======== Texto citado

A mãe, por essa ocasião, interpretada pela atriz Soraya Ravenle, tem mais um filho, personagem de Gustavo Rodrigues, que desempenha um papel perverso e maquiavélico na vida do protagonista, Tom, vivido magistralmente por Babaioff. E a participação especial de Camila Nhary, cuja personagem é crucial neste enredo.
Para o autor canadense, a montagem brasileira é a mais violenta que já assistiu. Não vi outras, mas confesso que é um soco no estômago, que nos deixa atônitos, diante da forma nua e crua como escancara essa natureza perversa da tortura física, psicológica e homofóbica, reflexo de uma sociedade brasileira também violenta e conservadora. Tudo isso se expressa no palco pela simbologia dos duelos, das relações masoquistas, do cenário imerso num lamaçal e por uma iluminação sombria, que nos instala nesse ambiente vertiginoso e que nos faz pensar em nossas ambiguidades e em nossas certezas. Uma forma de interficção e metaficção, de cruzamento de gêneros e estruturas de ficção, em que realismo e absurdo vão tecendo uma jornada de esvaziamento de humanidades.

================

● **Enunciado a**:
Responda com base no texto citado:
(i) Que atriz interpreta a mãe?
(ii) Segundo o autor canadense, como é a montagem brasileira em comparação com as outras que ele já assistiu?
(iii) Em que está imerso o cenário?

======== Registros fornecidos

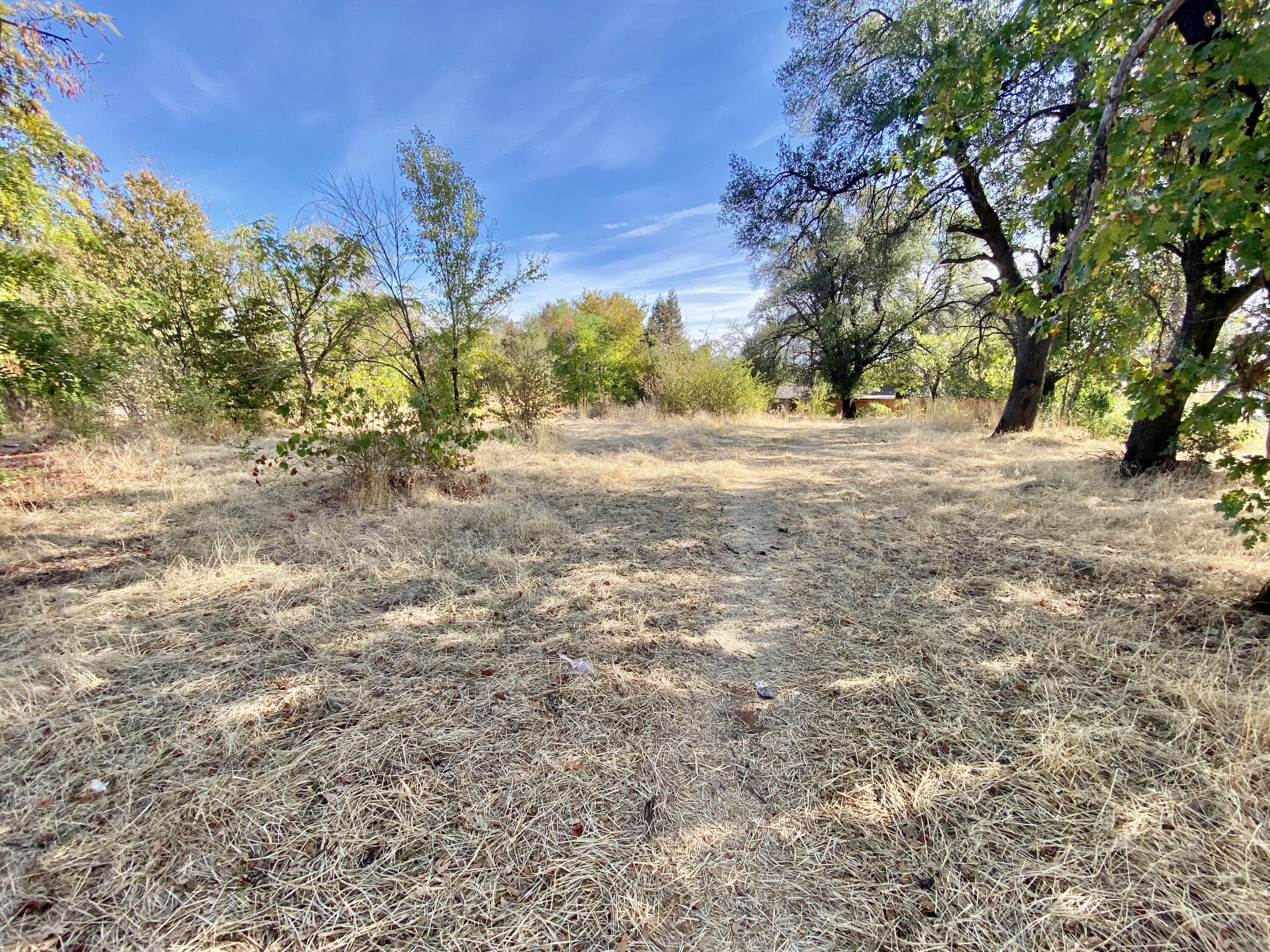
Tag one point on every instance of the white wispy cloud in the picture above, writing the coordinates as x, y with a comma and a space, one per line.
661, 221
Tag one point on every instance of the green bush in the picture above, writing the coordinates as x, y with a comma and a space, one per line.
520, 375
687, 380
378, 447
820, 400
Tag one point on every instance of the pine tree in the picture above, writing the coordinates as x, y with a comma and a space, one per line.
666, 320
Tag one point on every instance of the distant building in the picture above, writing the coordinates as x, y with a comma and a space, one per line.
790, 395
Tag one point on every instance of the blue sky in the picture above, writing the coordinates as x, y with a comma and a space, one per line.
599, 131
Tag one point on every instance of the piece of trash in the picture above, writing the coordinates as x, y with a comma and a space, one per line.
580, 667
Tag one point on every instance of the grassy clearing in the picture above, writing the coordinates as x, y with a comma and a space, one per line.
1016, 704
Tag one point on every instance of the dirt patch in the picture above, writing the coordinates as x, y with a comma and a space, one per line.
352, 729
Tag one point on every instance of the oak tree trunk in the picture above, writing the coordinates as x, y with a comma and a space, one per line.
1028, 388
1154, 442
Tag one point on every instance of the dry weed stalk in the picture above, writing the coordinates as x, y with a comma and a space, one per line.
1016, 706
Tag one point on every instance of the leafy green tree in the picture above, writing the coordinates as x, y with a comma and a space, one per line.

================

● **Enunciado b**: Redigite as linhas da listagem desde a que contém "Tag one point on every instance of the oak" até o fim da listagem, incluindo essa primeira linha e a última.

● **Solução a**:
(i) Soraya Ravenle.
(ii) É a mais violenta que ele já assistiu.
(iii) Num lamaçal.

● **Solução b**:
Tag one point on every instance of the oak tree trunk in the picture above, writing the coordinates as x, y with a comma and a space, one per line.
1028, 388
1154, 442
Tag one point on every instance of the dry weed stalk in the picture above, writing the coordinates as x, y with a comma and a space, one per line.
1016, 706
Tag one point on every instance of the leafy green tree in the picture above, writing the coordinates as x, y with a comma and a space, one per line.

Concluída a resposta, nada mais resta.